The following configurations need to be set in the config.py file:

DB_HOST: The hostname of the MySQL database server.
DB_USER: The username to connect to the MySQL database.
DB_PASSWORD: The password for the MySQL database user.
DB_NAME: The name of the MySQL database.
CREDENTIALS_PATH: The file path to the Google Cloud Storage credentials.
BUCKET_NAME: The name of the Google Cloud Storage bucket.

API Endpoints

Database to CSV

The application provides the following API endpoints:

/: Converts the database into a CSV format and returns the CSV file.
/recommendations (POST): Triggers the recommendation process by fetching data from the database, performing recommendations using a machine learning model, and inserting the recommendations into the database.

/ Endpoint

Method: GET

Request Parameters: None

Request Body: None

Response: Text

Response Codes:

200: Database converted to CSV and uploaded to Cloud Storage.

Example Request:

curl http://localhost:5000/

Example Response:

Database converted to CSV and uploaded to Cloud Storage

/recommendations Endpoint

Method: POST

Request Parameters: None

Request Body: None

Response: Text

Response Codes:

200: Recommendations were inserted into the database successfully.

Example Request:

curl -X POST http://localhost:5000/recommendations

Example Response:*

Recommendations inserted into the database successfully!

|---|

- PROBLEMS AND TASKS -
1. In the API documentation, which HTTP method does the /recommendations endpoint use?
2. Reproduce the API documentation word for word, starting with "Database to CSV" and going on through "into the database.".

|---|

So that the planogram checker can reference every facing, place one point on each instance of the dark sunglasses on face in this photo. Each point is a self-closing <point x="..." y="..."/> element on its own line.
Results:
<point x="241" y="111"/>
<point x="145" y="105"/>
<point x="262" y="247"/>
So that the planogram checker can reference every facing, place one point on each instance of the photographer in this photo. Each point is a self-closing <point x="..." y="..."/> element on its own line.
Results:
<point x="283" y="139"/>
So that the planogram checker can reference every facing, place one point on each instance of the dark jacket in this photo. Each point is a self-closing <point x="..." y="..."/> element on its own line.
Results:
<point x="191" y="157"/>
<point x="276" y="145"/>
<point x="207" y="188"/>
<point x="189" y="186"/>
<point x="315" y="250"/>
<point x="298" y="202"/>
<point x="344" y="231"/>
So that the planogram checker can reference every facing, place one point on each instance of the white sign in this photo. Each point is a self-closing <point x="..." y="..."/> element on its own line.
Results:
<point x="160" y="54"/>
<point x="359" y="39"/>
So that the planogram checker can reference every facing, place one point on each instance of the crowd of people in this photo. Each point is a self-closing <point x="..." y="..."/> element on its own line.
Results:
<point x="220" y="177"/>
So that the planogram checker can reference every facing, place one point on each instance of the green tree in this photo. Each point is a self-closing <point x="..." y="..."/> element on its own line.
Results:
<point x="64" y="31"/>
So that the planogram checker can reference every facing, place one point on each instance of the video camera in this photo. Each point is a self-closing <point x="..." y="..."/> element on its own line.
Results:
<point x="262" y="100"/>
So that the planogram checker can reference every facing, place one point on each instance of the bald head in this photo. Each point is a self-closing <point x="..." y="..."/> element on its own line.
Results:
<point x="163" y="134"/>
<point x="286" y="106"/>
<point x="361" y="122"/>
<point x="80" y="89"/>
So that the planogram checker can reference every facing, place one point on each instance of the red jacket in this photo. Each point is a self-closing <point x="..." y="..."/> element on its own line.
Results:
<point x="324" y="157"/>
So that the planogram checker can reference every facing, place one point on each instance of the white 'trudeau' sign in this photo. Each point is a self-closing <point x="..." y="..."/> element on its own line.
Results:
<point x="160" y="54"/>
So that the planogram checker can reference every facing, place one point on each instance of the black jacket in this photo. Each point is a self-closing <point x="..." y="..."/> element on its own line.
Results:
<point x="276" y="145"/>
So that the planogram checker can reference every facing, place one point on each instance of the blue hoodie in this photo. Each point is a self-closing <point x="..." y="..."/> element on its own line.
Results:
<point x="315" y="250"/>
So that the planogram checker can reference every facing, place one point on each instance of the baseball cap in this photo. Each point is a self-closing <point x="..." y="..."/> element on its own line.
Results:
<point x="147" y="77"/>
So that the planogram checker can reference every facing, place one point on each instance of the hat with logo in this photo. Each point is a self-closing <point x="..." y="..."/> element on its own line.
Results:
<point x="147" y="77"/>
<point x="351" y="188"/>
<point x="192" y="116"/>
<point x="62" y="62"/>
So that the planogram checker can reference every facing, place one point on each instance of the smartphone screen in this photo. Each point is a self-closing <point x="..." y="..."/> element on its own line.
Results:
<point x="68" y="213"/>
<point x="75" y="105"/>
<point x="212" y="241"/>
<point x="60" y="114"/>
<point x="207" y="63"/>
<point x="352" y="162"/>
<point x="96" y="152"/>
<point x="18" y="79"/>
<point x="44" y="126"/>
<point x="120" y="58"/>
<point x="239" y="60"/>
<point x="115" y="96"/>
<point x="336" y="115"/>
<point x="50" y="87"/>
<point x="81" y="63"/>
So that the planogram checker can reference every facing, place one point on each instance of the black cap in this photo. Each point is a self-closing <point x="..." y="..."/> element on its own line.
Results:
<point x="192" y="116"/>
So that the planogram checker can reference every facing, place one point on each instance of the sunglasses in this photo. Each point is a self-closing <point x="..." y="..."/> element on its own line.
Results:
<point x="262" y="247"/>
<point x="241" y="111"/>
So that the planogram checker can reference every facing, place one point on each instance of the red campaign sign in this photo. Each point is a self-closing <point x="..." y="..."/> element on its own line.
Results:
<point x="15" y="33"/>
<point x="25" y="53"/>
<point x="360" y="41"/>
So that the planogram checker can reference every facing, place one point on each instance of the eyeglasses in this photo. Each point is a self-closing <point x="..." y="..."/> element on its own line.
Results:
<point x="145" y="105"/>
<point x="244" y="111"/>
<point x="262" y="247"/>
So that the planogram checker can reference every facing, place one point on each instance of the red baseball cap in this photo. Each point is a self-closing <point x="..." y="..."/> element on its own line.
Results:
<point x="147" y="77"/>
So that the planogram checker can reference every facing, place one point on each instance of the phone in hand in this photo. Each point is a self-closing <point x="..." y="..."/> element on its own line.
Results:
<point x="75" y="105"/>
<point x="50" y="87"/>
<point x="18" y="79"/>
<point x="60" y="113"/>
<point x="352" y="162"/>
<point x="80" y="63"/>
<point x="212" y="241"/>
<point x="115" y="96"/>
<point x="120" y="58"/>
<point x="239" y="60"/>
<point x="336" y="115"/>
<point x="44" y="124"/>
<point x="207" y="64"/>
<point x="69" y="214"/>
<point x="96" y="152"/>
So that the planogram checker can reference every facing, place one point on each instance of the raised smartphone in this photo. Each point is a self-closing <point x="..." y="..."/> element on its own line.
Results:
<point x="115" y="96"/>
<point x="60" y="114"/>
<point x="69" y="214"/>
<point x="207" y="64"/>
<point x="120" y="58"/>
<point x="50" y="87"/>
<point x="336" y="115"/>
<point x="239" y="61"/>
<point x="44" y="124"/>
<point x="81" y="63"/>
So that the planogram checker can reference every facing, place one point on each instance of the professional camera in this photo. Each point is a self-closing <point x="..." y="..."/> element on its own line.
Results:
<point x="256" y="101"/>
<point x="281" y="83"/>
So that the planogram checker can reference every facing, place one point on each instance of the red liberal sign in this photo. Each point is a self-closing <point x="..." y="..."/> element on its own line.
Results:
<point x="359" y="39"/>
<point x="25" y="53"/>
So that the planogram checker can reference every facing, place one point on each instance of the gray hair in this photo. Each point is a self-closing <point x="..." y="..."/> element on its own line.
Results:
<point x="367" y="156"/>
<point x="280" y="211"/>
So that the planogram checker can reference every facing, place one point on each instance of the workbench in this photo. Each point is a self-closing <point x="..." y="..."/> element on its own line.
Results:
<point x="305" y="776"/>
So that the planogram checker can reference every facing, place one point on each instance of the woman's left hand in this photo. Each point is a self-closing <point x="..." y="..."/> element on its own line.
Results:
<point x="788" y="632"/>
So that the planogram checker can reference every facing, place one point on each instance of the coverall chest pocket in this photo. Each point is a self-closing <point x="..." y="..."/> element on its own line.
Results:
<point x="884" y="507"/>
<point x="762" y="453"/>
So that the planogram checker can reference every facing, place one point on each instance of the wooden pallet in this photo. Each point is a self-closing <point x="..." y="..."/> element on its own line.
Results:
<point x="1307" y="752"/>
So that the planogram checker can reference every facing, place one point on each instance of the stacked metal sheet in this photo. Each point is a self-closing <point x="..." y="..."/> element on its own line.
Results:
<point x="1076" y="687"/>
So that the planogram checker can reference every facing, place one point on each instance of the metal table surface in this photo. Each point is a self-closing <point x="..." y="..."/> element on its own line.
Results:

|---|

- TASK ANSWERS -
1. POST

2.
Database to CSV

The application provides the following API endpoints:

/: Converts the database into a CSV format and returns the CSV file.
/recommendations (POST): Triggers the recommendation process by fetching data from the database, performing recommendations using a machine learning model, and inserting the recommendations into the database.